* _Exercise requirements_: The full listing should be set down again precisely.

* _Record extracts_:
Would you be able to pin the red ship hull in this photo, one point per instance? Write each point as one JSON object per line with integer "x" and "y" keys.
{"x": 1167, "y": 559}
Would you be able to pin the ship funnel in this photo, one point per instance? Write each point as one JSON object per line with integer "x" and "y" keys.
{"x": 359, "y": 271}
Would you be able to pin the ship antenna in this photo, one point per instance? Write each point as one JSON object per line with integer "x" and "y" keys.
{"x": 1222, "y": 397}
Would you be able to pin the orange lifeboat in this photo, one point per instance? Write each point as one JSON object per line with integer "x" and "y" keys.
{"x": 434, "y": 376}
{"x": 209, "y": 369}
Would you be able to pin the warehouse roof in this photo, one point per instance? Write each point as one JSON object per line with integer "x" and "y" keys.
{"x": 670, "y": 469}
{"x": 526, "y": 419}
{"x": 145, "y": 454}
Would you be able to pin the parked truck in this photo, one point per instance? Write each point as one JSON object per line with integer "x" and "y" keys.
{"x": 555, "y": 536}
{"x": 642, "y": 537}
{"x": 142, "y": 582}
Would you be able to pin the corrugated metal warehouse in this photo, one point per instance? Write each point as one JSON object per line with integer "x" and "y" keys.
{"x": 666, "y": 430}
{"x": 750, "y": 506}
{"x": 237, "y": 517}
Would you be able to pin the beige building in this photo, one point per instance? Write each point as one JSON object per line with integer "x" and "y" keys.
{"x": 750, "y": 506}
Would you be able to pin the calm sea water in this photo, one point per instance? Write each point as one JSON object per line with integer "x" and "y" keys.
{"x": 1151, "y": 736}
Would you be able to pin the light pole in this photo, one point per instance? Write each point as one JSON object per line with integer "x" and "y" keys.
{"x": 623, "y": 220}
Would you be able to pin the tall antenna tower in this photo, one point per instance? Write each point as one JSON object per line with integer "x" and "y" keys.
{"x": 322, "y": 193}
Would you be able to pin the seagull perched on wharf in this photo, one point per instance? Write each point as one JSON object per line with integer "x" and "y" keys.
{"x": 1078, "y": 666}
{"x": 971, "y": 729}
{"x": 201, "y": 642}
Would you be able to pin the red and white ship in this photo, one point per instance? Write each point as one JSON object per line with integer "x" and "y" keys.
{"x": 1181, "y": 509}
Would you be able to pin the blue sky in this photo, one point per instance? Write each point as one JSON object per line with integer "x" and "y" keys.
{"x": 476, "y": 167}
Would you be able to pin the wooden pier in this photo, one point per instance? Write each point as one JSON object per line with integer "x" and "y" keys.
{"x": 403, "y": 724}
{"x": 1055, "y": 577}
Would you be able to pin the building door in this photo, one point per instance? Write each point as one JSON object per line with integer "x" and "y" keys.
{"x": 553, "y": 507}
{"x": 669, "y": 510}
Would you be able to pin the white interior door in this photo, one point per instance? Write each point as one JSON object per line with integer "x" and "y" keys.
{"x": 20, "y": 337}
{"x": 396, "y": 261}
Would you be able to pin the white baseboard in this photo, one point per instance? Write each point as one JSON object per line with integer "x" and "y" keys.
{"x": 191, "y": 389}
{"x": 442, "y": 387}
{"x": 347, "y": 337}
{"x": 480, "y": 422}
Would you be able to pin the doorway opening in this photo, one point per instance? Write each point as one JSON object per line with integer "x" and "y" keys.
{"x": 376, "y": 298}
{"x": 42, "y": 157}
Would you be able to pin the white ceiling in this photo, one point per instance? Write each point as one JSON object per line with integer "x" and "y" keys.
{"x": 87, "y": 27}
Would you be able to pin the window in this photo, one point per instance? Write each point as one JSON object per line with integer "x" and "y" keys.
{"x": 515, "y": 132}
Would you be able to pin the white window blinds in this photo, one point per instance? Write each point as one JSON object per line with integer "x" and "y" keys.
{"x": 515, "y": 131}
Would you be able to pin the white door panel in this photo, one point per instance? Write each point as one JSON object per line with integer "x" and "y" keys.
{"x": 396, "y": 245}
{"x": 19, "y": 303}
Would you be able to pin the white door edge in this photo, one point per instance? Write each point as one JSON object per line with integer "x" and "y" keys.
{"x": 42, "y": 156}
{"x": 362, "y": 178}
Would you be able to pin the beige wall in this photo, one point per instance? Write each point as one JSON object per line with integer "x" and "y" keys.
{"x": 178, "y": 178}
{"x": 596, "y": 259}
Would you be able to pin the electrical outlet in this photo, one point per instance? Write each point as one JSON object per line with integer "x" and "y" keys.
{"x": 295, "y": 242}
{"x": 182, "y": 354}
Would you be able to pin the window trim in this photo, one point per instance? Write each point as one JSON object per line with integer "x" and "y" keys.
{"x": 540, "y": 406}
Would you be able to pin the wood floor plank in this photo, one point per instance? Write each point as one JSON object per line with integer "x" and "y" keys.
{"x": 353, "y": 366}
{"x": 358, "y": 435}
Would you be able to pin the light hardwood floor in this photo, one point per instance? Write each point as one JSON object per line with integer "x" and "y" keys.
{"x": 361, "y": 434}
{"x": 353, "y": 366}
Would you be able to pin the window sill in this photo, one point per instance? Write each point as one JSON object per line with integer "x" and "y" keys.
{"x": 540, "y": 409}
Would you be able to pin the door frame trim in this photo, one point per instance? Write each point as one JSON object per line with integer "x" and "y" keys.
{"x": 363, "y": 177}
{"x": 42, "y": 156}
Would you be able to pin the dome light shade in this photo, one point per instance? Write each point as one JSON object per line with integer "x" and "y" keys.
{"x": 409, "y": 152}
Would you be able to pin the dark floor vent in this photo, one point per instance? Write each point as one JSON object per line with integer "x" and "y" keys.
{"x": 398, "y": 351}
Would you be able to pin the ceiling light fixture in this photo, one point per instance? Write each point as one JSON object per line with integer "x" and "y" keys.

* _Your solution_:
Would you be able to pin the red ship hull in this photo, one point per instance? Write each point as one JSON object per line with integer "x" and "y" keys.
{"x": 1167, "y": 559}
Would you be able to pin the ship funnel in this photo, one point per instance? Write each point as one JSON object per line with integer "x" and "y" keys.
{"x": 359, "y": 271}
Would you be able to pin the ship antenna in this photo, one point per instance? Write each point as one JSON object per line with integer "x" and "y" keys.
{"x": 1222, "y": 397}
Would you be able to pin the orange lifeboat in this photo, one point per instance? Write each point as one JSON object per line with integer "x" and "y" keys.
{"x": 434, "y": 376}
{"x": 209, "y": 369}
Would you be able to pin the warehouse roof in this photo, one point per instance? Write each point as one JSON object per line with integer "x" and "y" keys.
{"x": 670, "y": 469}
{"x": 526, "y": 419}
{"x": 145, "y": 454}
Would you be able to pin the parked truck in this photo, one point per instance? Write each point as one JSON object per line with integer "x" and "y" keys.
{"x": 555, "y": 536}
{"x": 642, "y": 537}
{"x": 142, "y": 582}
Would you be able to pin the corrugated metal warehouse in this photo, one point per instance? Write each point as one JSON object per line with integer "x" and "y" keys.
{"x": 666, "y": 430}
{"x": 750, "y": 506}
{"x": 237, "y": 517}
Would you be able to pin the beige building in this photo, one point per instance? Write each point as one JSON object per line with integer "x" and "y" keys.
{"x": 750, "y": 506}
Would you be able to pin the calm sea water in this photo, one point per instance? Write each point as one JSON object per line with integer "x" and "y" keys.
{"x": 1151, "y": 736}
Would you be able to pin the light pole in this photo, one point per instance? Write each point as one JSON object per line with integer "x" and "y" keys.
{"x": 623, "y": 220}
Would you be able to pin the tall antenna tower in this photo, one point per instance? Write each point as one JSON object per line with integer "x" and "y" keys.
{"x": 322, "y": 193}
Would you be able to pin the seagull perched on wharf in this photo, one point per instance? Write each point as one JSON object per line with integer "x" and "y" keys.
{"x": 1078, "y": 666}
{"x": 971, "y": 729}
{"x": 201, "y": 642}
Would you be able to pin the red and white ship in this photo, one point per instance? Write each point as one JSON object per line with integer "x" and "y" keys.
{"x": 1181, "y": 509}
Would you be able to pin the blue sky in this photo, one point per instance? Write each point as one JSON object per line with integer "x" and "y" keys.
{"x": 476, "y": 167}
Would you be able to pin the wooden pier in this photo, one point per instance? Write each point as one JSON object per line with integer "x" and "y" keys.
{"x": 403, "y": 724}
{"x": 1055, "y": 577}
Would you be able to pin the building door in this photo, one point per instance? Write each point as one JSON object per line with integer "x" and "y" keys.
{"x": 553, "y": 507}
{"x": 669, "y": 510}
Would you be able to pin the white interior door in this photo, one point per instance? Write each point as one JSON object per line with integer "x" and "y" keys.
{"x": 20, "y": 337}
{"x": 396, "y": 261}
Would you be able to pin the white baseboard in this photo, one point per instance? Write each point as one JSON object per line with integer "x" and "y" keys.
{"x": 191, "y": 389}
{"x": 442, "y": 387}
{"x": 347, "y": 337}
{"x": 480, "y": 422}
Would you be able to pin the doorway opening in this photo, one point per instance? Write each point as one JSON object per line with integer "x" and "y" keys.
{"x": 376, "y": 298}
{"x": 42, "y": 157}
Would you be able to pin the white ceiling in this photo, one point per instance? Write each point as one JSON object per line with integer "x" and "y" keys.
{"x": 87, "y": 27}
Would you be able to pin the window in this photo, one point per instance? Write each point as one JSON object per line with integer "x" and "y" keys.
{"x": 515, "y": 132}
Would you be able to pin the white window blinds in this photo, one point per instance? Write each point as one JSON object per line with integer "x" and "y" keys.
{"x": 515, "y": 131}
Would you be able to pin the white door panel in this photo, one point per instance? Write each point as one JSON object per line with integer "x" and "y" keys.
{"x": 396, "y": 245}
{"x": 19, "y": 303}
Would you be able to pin the white door edge in this photo, one point per instance? Write each point as one JSON object per line with integer "x" and "y" keys.
{"x": 42, "y": 156}
{"x": 362, "y": 178}
Would you be able to pin the beige wall in this photo, one point per instance? Write each point as one JSON object per line with integer "x" and "y" keys.
{"x": 178, "y": 178}
{"x": 596, "y": 259}
Would you be able to pin the electrical outlet in this photo, one point per instance? Write each point as one JSON object per line with integer "x" and "y" keys.
{"x": 295, "y": 242}
{"x": 182, "y": 354}
Would you be able to pin the window trim in this photo, one point per instance? Write each point as one JSON object per line with integer "x" and "y" keys.
{"x": 540, "y": 406}
Would you be able to pin the wood floor plank in this photo, one point per instance? Write each point as one JSON object per line with integer "x" and "y" keys.
{"x": 353, "y": 366}
{"x": 358, "y": 435}
Would you be able to pin the light hardwood floor in this photo, one point per instance? Write each point as one JSON object per line with integer "x" and "y" keys.
{"x": 361, "y": 434}
{"x": 353, "y": 366}
Would you be able to pin the window sill in this photo, one point per instance? Write each point as one JSON object per line with integer "x" and "y" keys.
{"x": 540, "y": 409}
Would you be able to pin the door frame trim in this photo, one point per instance? Write each point as one JSON object per line with integer "x" and "y" keys.
{"x": 363, "y": 177}
{"x": 42, "y": 156}
Would you be able to pin the dome light shade in this photo, one point per instance? Write each point as one JSON object per line with integer "x" and "y" keys.
{"x": 409, "y": 152}
Would you be able to pin the dark floor vent in this photo, one point per instance? Write each point as one JSON object per line with integer "x" and "y" keys.
{"x": 398, "y": 351}
Would you be able to pin the ceiling light fixture in this photo, one point per instance? Write each point as one JSON object per line with integer "x" and "y" keys.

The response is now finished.